<<<<
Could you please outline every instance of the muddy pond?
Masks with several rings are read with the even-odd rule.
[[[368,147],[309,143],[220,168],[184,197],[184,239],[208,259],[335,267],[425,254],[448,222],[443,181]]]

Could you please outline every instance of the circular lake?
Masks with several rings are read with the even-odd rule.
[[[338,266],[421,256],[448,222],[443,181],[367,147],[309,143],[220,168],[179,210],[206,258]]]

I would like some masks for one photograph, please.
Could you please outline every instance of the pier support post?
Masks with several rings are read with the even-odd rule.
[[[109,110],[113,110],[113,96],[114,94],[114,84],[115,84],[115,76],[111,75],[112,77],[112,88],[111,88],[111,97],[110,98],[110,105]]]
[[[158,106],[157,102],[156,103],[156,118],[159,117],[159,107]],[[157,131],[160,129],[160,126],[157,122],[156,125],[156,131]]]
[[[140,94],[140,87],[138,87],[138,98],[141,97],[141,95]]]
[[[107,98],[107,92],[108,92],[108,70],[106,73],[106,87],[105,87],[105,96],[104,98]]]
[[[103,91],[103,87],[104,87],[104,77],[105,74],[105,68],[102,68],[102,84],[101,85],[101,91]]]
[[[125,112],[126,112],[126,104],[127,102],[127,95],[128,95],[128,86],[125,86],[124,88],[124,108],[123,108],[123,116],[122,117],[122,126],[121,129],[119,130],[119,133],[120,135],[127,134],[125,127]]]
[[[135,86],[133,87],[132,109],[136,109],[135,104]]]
>>>>
*Exercise brief:* Rewrite all the lines above, replacing each "outline" with "segment" and leaving everything else as it is.

*Task response:*
Could you please segment every instance of the muddy pond?
Masks with several rings are read with the even-odd rule.
[[[368,147],[309,143],[220,168],[184,197],[184,239],[208,259],[335,267],[425,254],[448,222],[443,181]]]

Could you please segment every instance of the circular lake?
Masks with several rings are read with the even-odd rule.
[[[338,266],[421,256],[448,222],[443,181],[367,147],[309,143],[220,168],[179,210],[206,258]]]

I would like some masks for one photograph, please.
Could you please segment every instance of the pier support post?
Masks with several rings are read with the even-odd rule.
[[[109,110],[113,110],[113,96],[114,94],[114,84],[115,84],[115,76],[111,75],[112,77],[112,88],[111,88],[111,97],[110,98],[110,105]]]
[[[158,106],[157,102],[156,103],[156,118],[159,117],[159,107]],[[157,131],[160,129],[160,126],[157,122],[156,125],[156,131]]]
[[[140,94],[140,87],[138,87],[138,98],[141,97],[141,95]]]
[[[107,98],[107,92],[108,92],[108,70],[106,73],[106,87],[105,87],[105,96],[104,98]]]
[[[103,91],[103,87],[104,87],[104,77],[105,74],[105,68],[102,68],[102,84],[101,85],[101,91]]]
[[[125,112],[126,112],[126,104],[127,102],[127,95],[128,95],[128,86],[125,86],[124,88],[124,108],[123,108],[123,116],[122,117],[122,126],[121,129],[119,130],[119,133],[120,135],[127,134],[125,127]]]
[[[135,86],[133,87],[132,109],[136,109],[135,104]]]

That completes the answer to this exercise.